Copy the drilling system passage below in full, word for word.

→ QUOTED TEXT
*****
FIG. 1 illustrates a drilling system for tripping drill string with continuous or constant circulation of drilling mud and continuous rotation of the drill string.

FIG. 2 shows a cross-sectional side view of a circulation coupler with RCD assemblies to define a chamber around a circulation sub.

FIG. 3 shows a cross-sectional side view of a circulation sub.

FIG. 4 illustrates a cross-sectional side view of a RCD assembly having a bearing package and a sealing component.

FIG. 5 is a cross-sectional drawing of a bearing package of the RCD assembly of FIG. 4.

FIG. 6 is a cross-sectional drawing of a sealing component of the RCD assembly of FIG. 4.

Embodiments are best understood by reference to FIGS. 1-6 below in view of the following general discussion. The present disclosure may be more easily understood in the context of a high level description of certain embodiments.

FIG. 1 shows an embodiment of the disclosure. A drilling derrick 10 supports a crown block 11 and a travelling block 12 for making up drill pipe 14 sections of a drill string 13. A top drive 20 is suspended from the travelling block 12. A drill bit 15 is made up to the end of the drill string 13. The drill string 13 is suspended from the rig floor 16 via slips 17 in a rotary table 18 so that a stump 19 extends above the rig floor 16. The drill string 13 extends into the wellbore 21 so that there is an annulus 22 between the exterior of the drill sting 13 and the walls of the wellbore 21. A surface casing 23 extends from the top of the wellbore 21 and a rotating control device 24 is attached to the top of the surface casing 23. A blow out preventer (BOP), not shown, may be incorporated into the surface casing.
*****
→ Entries locating objects in images

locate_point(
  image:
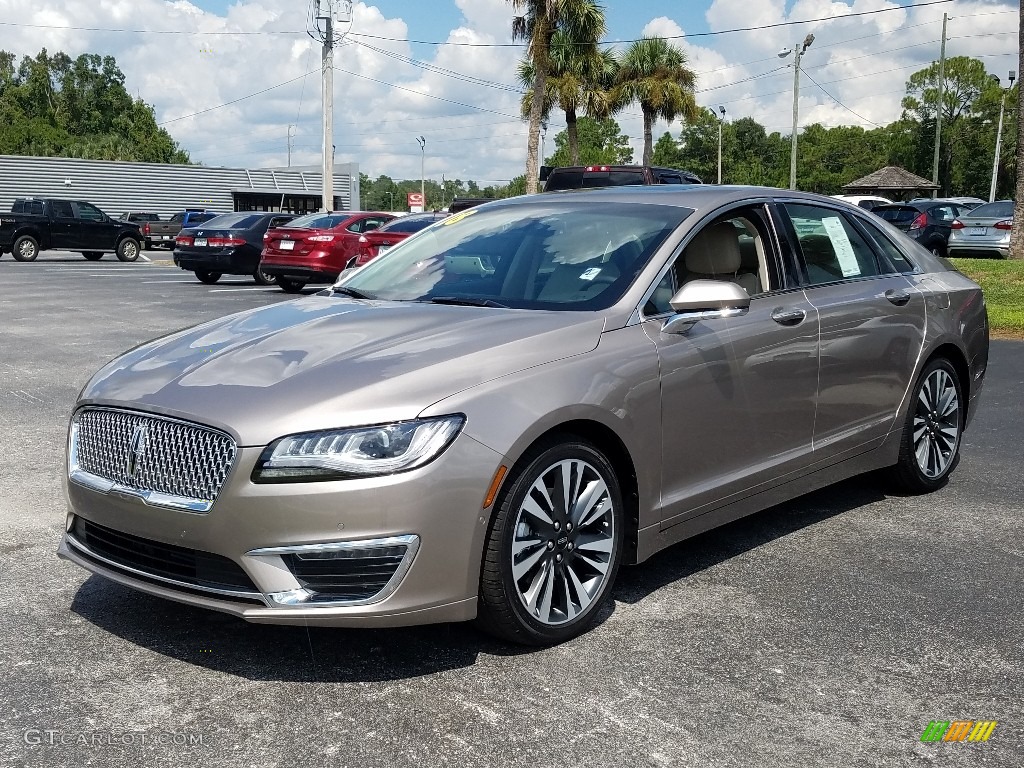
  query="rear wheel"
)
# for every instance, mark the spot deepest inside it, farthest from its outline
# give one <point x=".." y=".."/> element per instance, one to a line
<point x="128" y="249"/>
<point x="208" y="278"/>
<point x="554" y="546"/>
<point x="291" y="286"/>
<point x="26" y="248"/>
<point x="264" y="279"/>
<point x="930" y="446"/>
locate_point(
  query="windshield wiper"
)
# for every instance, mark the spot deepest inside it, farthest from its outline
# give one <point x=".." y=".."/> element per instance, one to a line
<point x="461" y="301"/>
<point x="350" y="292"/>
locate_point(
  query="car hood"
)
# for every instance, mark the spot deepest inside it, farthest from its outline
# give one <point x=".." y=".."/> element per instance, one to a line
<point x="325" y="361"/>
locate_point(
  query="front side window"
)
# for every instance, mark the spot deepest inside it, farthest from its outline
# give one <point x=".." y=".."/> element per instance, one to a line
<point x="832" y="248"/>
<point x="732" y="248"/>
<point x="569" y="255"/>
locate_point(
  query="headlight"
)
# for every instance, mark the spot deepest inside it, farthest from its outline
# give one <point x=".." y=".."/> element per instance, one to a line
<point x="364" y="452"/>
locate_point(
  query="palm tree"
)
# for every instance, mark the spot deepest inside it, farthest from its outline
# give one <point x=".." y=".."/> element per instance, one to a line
*****
→ REPLY TO THE TASK
FIG. 1 illustrates a drilling system for tripping drill string with continuous or constant circulation of drilling mud and continuous rotation of the drill string.

FIG. 2 shows a cross-sectional side view of a circulation coupler with RCD assemblies to define a chamber around a circulation sub.

FIG. 3 shows a cross-sectional side view of a circulation sub.

FIG. 4 illustrates a cross-sectional side view of a RCD assembly having a bearing package and a sealing component.

FIG. 5 is a cross-sectional drawing of a bearing package of the RCD assembly of FIG. 4.

FIG. 6 is a cross-sectional drawing of a sealing component of the RCD assembly of FIG. 4.

Embodiments are best understood by reference to FIGS. 1-6 below in view of the following general discussion. The present disclosure may be more easily understood in the context of a high level description of certain embodiments.

FIG. 1 shows an embodiment of the disclosure. A drilling derrick 10 supports a crown block 11 and a travelling block 12 for making up drill pipe 14 sections of a drill string 13. A top drive 20 is suspended from the travelling block 12. A drill bit 15 is made up to the end of the drill string 13. The drill string 13 is suspended from the rig floor 16 via slips 17 in a rotary table 18 so that a stump 19 extends above the rig floor 16. The drill string 13 extends into the wellbore 21 so that there is an annulus 22 between the exterior of the drill sting 13 and the walls of the wellbore 21. A surface casing 23 extends from the top of the wellbore 21 and a rotating control device 24 is attached to the top of the surface casing 23. A blow out preventer (BOP), not shown, may be incorporated into the surface casing.